* INSTRUCTIONS FOR THE TASK *
Could you repeat the records below exactly, leaving out any pictures?

* MATERIAL PROVIDED *
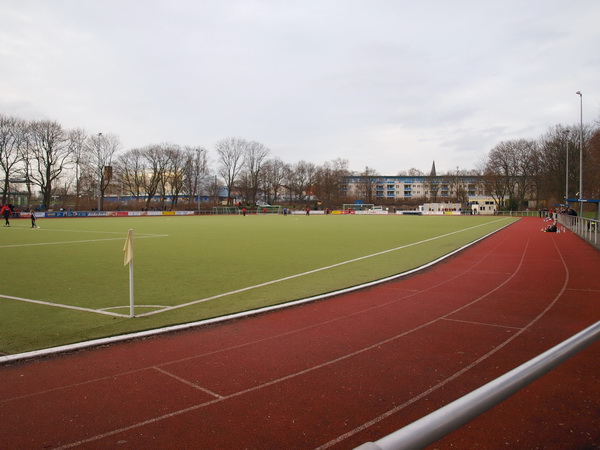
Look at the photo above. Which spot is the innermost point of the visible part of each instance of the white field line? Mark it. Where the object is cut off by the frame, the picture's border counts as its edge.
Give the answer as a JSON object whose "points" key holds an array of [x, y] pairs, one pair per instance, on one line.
{"points": [[320, 269], [216, 320], [81, 241]]}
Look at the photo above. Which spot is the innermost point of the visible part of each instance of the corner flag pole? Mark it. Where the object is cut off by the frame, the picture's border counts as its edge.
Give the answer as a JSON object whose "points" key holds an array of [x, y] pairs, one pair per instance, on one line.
{"points": [[128, 249]]}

* EXERCISE SOLUTION *
Look at the photo above. Which spot is the innermost point of the visible part of each instance of the white field line? Mark it. Where the object is cut off by the frame, the picture's border counts as its edge.
Give the answer as a JSON object whose "points" key holds an array of [x, y] pairs, one pair per instance, on one line.
{"points": [[320, 269], [216, 320], [81, 241]]}
Look at the photo above. Which spot is the innermost point of the visible part of each instance of the corner flag pole? Mark it. Where the object is cut off by the frame, the picture's border counts as its edge.
Give the answer as a JSON object whose "points" key holds an array of [x, y] pairs, one pair per instance, on one line.
{"points": [[128, 249]]}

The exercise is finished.